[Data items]
· · · · · · ·
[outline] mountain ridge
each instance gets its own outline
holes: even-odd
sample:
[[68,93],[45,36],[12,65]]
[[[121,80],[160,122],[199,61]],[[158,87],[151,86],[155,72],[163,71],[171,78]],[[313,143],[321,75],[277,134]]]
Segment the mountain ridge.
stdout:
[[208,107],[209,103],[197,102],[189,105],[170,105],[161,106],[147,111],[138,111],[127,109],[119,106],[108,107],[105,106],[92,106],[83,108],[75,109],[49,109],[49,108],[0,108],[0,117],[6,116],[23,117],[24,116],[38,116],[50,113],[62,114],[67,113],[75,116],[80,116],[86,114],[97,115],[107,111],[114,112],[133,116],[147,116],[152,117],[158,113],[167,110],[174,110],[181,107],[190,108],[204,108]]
· · · · · · ·
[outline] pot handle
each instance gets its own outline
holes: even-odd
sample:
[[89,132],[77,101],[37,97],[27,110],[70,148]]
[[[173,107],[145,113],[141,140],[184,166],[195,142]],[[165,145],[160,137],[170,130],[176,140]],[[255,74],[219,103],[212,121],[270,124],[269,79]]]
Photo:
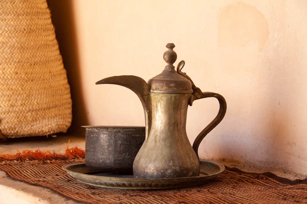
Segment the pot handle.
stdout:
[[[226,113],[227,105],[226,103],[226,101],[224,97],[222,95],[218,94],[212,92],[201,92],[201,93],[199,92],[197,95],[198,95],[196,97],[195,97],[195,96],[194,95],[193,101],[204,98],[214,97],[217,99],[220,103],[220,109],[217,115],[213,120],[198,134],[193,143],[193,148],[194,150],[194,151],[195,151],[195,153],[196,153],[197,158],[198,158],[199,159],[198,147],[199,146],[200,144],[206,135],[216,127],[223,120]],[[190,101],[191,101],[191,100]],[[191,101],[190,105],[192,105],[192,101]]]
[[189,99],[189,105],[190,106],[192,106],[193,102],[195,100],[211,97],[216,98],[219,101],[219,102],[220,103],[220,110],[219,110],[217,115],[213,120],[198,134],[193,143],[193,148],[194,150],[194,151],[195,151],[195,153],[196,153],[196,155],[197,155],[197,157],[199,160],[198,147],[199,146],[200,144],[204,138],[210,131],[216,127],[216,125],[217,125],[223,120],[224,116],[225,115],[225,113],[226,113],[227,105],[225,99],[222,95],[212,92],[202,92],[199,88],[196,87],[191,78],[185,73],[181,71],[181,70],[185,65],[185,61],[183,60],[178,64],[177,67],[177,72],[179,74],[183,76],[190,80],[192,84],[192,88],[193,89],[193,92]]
· · · · · · ·
_Required work:_
Select each line of the records above that contains the string "Segment", and copy those lines.

_Answer for this exercise:_
Segment the mountain ridge.
Segment the pot handle.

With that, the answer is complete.